[Required tasks]:
• 1. Which titles or descriptions does the sugar hack article give Jessie Inchauspé? List every one.
• 2. Can you rewrite the sugar hack article from "When people eat" to "in the body.", changing "glucose" to "blood sugar"?

[Document passage]:
Biochemist shares "powerful" sugar hack so you can still eat whatever you want without gaining fat

A health expert has revealed a "powerful" hack she claims can allow you to still eat whatever you want and love, without gaining excess fat. Speaking on Diary of a CEO podcast with host Steven Bartlett, biochemist and author Jessie Inchauspé explained a way people are able to eat what they like, while preventing glucose spikes.

When people eat food that raises their glucose levels, this leads to an increase of insulin, which tells the body to store sugar in the liver and in turn produce fat from any excess. But by altering the order you consume food to flatten your blood glucose levels, this can help prevent excess fat being stored in the body.

Inchauspé explains this in more detail on the podcast and discusses the importance of balancing one's blood sugar for optimal health. "When I was going really deep into all the science, I found all these conditions and symptoms linked to [glucose] spikes and found these amazing ways we can still eat everything we love, but without creating these spikes," she revealed.

When talking to Bartlett about her hack, which involves 'eating food in the right order', she said: "Next time you're faced with a meal, there's something amazing you should know. If you eat the ingredients in the meal in specific order, you can reduce the glucose spike of that meal by up to 75 per cent - without changing how much you're eating or what you're eating.

"Just the order has a massive impact on your glucose. So you can eat the same meal, but with way less spikes and consequences."

Collection entries
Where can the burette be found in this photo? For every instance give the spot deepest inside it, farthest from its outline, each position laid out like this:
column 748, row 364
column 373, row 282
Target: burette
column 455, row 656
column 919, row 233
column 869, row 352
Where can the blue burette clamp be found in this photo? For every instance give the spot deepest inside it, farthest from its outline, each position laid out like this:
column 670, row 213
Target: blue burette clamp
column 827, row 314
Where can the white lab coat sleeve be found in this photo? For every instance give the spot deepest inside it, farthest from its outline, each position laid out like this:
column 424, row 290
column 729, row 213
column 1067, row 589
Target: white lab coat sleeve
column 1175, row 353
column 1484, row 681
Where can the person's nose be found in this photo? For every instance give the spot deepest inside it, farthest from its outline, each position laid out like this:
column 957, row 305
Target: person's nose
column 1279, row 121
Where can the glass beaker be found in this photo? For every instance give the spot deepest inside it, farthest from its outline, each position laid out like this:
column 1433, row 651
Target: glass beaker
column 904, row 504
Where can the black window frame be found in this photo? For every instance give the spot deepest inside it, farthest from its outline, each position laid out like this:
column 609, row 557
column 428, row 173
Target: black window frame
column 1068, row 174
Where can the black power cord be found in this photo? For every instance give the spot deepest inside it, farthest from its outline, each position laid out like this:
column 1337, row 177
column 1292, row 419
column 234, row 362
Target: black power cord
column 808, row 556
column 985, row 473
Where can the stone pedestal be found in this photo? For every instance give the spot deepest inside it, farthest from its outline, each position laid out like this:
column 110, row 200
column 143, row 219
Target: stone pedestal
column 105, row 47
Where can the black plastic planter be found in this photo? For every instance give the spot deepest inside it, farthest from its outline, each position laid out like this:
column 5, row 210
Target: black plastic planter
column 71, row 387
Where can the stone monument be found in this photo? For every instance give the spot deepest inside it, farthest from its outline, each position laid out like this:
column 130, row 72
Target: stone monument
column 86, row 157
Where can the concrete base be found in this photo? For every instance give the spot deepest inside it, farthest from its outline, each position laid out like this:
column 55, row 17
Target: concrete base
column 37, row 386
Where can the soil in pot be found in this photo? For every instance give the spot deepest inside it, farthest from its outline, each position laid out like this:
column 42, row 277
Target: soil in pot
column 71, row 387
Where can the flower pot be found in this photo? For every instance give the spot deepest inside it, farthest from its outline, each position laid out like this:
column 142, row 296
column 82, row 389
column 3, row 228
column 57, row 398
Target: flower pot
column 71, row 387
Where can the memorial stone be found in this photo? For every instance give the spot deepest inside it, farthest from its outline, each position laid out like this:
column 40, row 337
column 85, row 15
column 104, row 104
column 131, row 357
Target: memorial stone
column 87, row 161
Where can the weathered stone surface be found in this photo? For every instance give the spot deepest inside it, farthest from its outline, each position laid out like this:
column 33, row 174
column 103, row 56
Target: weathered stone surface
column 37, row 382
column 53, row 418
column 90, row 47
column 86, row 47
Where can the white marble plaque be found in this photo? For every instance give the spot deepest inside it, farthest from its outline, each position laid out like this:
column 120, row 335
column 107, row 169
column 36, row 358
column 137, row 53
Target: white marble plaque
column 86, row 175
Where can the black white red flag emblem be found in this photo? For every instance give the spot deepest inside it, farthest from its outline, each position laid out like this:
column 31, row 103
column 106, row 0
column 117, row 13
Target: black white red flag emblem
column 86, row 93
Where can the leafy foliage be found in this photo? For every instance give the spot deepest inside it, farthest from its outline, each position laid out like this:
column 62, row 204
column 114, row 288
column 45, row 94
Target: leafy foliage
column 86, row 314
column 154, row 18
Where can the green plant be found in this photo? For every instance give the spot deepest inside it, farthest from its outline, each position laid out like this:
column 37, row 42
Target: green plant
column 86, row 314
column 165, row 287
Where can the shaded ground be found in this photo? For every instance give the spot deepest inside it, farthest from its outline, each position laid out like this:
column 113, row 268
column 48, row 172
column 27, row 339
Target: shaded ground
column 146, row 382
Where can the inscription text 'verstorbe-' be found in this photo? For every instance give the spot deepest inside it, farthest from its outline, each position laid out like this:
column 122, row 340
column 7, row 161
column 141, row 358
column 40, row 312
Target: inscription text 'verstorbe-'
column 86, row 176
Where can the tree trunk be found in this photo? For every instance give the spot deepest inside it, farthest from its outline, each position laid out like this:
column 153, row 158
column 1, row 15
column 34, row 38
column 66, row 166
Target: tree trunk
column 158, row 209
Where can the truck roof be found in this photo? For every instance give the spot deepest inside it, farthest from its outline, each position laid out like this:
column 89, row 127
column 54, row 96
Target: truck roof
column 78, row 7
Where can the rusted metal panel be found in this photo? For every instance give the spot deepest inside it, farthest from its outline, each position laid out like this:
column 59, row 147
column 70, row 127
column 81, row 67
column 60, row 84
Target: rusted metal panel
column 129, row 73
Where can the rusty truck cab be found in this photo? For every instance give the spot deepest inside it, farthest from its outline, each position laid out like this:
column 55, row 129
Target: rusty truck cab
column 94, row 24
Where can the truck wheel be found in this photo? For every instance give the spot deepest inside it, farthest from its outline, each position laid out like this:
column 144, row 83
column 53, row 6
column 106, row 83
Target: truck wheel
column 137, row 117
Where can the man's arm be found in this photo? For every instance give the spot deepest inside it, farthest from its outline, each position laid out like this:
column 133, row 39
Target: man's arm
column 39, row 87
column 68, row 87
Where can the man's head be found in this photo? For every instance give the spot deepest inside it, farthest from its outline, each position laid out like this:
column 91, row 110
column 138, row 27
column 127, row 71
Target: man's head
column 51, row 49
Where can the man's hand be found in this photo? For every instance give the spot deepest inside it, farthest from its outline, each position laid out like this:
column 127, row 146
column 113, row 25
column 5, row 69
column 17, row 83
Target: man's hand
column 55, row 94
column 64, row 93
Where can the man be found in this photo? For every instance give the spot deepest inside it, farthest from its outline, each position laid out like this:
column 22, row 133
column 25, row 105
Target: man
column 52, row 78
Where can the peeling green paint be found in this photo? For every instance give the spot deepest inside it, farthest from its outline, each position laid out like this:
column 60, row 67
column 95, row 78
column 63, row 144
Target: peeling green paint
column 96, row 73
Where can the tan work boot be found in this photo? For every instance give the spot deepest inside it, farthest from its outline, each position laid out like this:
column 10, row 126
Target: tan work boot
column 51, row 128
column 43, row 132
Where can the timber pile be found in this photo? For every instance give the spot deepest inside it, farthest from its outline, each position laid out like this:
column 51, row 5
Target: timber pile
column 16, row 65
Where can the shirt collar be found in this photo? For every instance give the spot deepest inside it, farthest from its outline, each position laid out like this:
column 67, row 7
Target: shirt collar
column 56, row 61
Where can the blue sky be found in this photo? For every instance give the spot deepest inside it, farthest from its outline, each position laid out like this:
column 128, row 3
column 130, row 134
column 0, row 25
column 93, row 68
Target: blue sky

[Solutions to each task]:
• 1. health expert, biochemist, author

• 2.
When people eat food that raises their blood sugar levels, this leads to an increase of insulin, which tells the body to store sugar in the liver and in turn produce fat from any excess. But by altering the order you consume food to flatten your blood blood sugar levels, this can help prevent excess fat being stored in the body.